--- Data provided ---
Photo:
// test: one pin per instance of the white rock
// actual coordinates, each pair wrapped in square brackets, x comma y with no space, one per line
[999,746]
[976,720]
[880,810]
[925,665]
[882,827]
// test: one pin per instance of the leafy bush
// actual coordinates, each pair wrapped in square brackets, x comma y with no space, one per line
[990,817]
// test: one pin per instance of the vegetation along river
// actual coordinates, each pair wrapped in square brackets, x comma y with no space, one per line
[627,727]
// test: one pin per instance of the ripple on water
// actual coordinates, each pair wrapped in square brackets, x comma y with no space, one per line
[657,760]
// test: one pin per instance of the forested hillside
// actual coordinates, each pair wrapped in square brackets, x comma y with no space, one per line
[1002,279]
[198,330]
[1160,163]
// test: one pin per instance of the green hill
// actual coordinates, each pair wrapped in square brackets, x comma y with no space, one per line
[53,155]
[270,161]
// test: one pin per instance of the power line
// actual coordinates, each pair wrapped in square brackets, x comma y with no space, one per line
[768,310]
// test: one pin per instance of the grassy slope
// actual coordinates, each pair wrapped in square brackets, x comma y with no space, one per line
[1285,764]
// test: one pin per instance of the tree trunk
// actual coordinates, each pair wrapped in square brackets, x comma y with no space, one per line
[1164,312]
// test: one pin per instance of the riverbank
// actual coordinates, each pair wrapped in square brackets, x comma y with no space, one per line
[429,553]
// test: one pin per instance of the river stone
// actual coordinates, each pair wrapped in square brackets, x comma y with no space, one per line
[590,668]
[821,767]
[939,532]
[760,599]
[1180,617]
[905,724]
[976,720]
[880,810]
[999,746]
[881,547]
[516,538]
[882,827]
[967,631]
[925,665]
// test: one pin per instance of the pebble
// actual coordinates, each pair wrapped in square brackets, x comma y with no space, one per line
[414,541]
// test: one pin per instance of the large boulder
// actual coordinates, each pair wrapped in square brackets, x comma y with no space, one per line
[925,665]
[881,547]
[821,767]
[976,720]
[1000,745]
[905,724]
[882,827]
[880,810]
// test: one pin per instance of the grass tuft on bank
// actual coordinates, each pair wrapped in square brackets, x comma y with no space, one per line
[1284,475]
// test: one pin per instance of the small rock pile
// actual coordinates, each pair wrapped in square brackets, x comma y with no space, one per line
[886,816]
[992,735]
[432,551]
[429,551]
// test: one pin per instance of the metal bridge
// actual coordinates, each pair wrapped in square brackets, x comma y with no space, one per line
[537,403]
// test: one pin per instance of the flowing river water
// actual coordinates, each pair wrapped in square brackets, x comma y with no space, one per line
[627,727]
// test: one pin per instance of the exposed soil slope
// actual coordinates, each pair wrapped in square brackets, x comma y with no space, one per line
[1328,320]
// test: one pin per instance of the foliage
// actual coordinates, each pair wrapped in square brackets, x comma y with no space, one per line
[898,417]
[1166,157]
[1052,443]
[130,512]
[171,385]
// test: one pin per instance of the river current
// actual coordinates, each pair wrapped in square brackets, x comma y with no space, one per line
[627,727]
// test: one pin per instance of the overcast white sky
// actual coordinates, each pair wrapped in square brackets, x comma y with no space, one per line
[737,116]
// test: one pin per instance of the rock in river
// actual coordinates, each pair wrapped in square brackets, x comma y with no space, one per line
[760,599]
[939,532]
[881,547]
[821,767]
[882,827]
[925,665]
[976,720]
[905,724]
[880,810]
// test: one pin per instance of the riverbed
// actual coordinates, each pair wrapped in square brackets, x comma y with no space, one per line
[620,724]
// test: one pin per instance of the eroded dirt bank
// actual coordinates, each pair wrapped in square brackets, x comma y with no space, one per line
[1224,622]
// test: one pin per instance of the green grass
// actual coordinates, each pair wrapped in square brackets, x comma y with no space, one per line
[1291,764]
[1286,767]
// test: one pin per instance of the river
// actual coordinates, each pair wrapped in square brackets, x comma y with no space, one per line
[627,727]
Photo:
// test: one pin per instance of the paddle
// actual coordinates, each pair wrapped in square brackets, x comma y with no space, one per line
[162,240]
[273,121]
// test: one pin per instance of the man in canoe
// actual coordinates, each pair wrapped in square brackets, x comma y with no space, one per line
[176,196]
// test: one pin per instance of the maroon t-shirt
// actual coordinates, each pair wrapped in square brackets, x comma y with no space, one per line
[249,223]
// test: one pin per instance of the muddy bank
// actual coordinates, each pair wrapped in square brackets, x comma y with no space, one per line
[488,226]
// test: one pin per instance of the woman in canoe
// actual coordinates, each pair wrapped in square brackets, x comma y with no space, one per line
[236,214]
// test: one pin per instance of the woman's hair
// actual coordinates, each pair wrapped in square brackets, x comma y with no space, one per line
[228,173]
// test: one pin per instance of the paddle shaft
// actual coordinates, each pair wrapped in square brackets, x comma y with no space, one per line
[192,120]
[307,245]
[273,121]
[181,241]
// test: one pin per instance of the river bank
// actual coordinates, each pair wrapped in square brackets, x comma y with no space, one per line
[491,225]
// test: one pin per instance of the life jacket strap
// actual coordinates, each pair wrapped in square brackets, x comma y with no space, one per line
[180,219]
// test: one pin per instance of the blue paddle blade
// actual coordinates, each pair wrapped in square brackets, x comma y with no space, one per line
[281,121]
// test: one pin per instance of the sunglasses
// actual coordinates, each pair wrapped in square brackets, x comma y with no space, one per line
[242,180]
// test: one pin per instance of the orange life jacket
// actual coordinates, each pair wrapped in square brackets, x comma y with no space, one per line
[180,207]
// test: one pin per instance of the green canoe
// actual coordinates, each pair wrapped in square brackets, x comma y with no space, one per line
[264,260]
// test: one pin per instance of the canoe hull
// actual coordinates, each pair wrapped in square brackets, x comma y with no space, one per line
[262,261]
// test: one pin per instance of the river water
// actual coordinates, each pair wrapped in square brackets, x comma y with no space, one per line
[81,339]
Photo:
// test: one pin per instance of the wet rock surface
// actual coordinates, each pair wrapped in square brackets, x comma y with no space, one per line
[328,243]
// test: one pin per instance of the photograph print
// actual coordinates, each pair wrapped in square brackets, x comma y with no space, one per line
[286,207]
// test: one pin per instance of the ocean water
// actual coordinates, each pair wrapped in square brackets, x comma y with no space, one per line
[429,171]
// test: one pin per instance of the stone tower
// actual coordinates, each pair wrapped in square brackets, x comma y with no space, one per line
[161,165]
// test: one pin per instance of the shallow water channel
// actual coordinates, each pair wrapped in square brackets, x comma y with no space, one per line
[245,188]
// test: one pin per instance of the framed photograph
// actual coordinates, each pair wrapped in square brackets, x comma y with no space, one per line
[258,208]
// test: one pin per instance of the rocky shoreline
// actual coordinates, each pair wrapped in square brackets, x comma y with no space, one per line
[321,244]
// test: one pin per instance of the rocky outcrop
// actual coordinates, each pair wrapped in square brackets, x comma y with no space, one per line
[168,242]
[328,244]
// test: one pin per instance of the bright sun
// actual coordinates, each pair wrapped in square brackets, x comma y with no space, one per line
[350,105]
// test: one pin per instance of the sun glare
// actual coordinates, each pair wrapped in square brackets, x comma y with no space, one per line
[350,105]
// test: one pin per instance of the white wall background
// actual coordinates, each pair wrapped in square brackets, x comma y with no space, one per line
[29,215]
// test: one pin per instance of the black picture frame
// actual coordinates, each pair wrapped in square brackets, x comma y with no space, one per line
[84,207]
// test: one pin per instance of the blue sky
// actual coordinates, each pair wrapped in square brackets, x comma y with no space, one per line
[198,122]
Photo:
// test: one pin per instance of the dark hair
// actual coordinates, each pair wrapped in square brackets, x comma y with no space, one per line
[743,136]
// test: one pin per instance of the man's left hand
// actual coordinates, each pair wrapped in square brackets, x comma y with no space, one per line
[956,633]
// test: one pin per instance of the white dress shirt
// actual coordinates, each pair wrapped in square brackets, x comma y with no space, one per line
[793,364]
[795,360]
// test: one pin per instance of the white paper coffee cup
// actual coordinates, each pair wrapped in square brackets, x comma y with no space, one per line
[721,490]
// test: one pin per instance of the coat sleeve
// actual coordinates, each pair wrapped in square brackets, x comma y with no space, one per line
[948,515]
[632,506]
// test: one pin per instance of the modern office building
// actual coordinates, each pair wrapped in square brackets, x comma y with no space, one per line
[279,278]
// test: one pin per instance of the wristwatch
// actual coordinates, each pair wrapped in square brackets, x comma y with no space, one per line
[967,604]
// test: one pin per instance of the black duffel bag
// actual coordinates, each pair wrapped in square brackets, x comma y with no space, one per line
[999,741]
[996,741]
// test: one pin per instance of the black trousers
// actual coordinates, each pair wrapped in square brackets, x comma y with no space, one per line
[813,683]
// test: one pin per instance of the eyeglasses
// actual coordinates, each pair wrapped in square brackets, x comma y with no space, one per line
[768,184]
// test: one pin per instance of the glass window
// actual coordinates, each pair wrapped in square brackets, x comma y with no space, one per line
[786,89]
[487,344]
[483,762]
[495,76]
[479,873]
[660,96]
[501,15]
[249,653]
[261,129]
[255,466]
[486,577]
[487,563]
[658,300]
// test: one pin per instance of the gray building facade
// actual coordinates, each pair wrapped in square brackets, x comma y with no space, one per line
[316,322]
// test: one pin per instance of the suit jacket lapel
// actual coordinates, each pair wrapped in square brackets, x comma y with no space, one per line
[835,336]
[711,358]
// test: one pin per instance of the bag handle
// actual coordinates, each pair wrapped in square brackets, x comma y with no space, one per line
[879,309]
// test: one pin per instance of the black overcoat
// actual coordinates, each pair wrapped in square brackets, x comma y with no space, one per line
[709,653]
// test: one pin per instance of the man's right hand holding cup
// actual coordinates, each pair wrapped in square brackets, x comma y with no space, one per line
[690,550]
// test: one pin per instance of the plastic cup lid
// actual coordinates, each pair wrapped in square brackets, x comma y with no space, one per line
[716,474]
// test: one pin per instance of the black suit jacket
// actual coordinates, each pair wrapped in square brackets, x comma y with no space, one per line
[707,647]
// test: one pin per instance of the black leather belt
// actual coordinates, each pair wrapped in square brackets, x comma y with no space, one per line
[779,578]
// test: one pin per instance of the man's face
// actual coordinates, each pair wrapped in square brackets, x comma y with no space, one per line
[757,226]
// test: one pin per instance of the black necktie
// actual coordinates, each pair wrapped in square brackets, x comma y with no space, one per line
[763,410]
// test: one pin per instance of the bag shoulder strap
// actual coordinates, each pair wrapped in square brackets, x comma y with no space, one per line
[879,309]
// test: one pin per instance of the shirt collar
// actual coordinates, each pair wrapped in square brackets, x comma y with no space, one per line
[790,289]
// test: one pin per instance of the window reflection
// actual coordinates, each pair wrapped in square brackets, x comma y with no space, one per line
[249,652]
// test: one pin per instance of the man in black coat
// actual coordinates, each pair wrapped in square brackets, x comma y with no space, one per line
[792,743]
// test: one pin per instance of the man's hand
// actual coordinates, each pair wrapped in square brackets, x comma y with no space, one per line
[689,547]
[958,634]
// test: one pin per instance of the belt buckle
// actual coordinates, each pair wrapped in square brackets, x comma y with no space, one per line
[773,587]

--- What to do ---
Your output consists solely of the lines from the one with "plastic cup lid" through the last line, copied exactly.

--- Response for this exercise ---
// test: one pin per instance of the plastic cup lid
// actual coordinates, each pair wrapped in square brackets, x comma y with no space, one per line
[716,474]
// test: one pin per instance of the black suit jacket
// actual coordinates, each pair wrapped in square brackets, x comma y with no space, one per line
[707,647]
// test: one pin per instance of the black leather belt
// actual coordinates, each pair wrapped in square brackets, x comma y with no space, one per line
[779,578]
// test: one pin per instance of the man's face
// actual coordinates, each pair wrapped in square brackets, x comma y with no space, one per line
[757,226]
// test: one pin per instance of the black necktie
// actual coordinates, each pair wrapped in square brackets, x comma y with no space, one per line
[763,410]
// test: one pin per instance of the bag shoulder strap
// actual coordinates, each pair wrapped in square brackets, x comma y with no space, one per line
[879,309]
// test: one pin per instance of the shirt collar
// actual coordinates, each pair wrapped in square brackets, x comma y with no space, one per line
[790,289]
// test: one pin per instance of the window reflection
// actual coordinates, each pair wrapped in square brackets, x comma y with no space, one per line
[249,652]
// test: one pin per instance of the man in black coat
// actual coordinates, each pair wrapped in square brackets, x comma y with no space, one per line
[792,743]
// test: one pin per instance of the man's hand
// actual coordinates, each pair wrapped in square brackets, x comma y with no space, one per line
[689,547]
[958,634]
// test: one pin per instance of the belt buckle
// actual coordinates, each pair wrapped in square brackets, x comma y with no space, one per line
[773,587]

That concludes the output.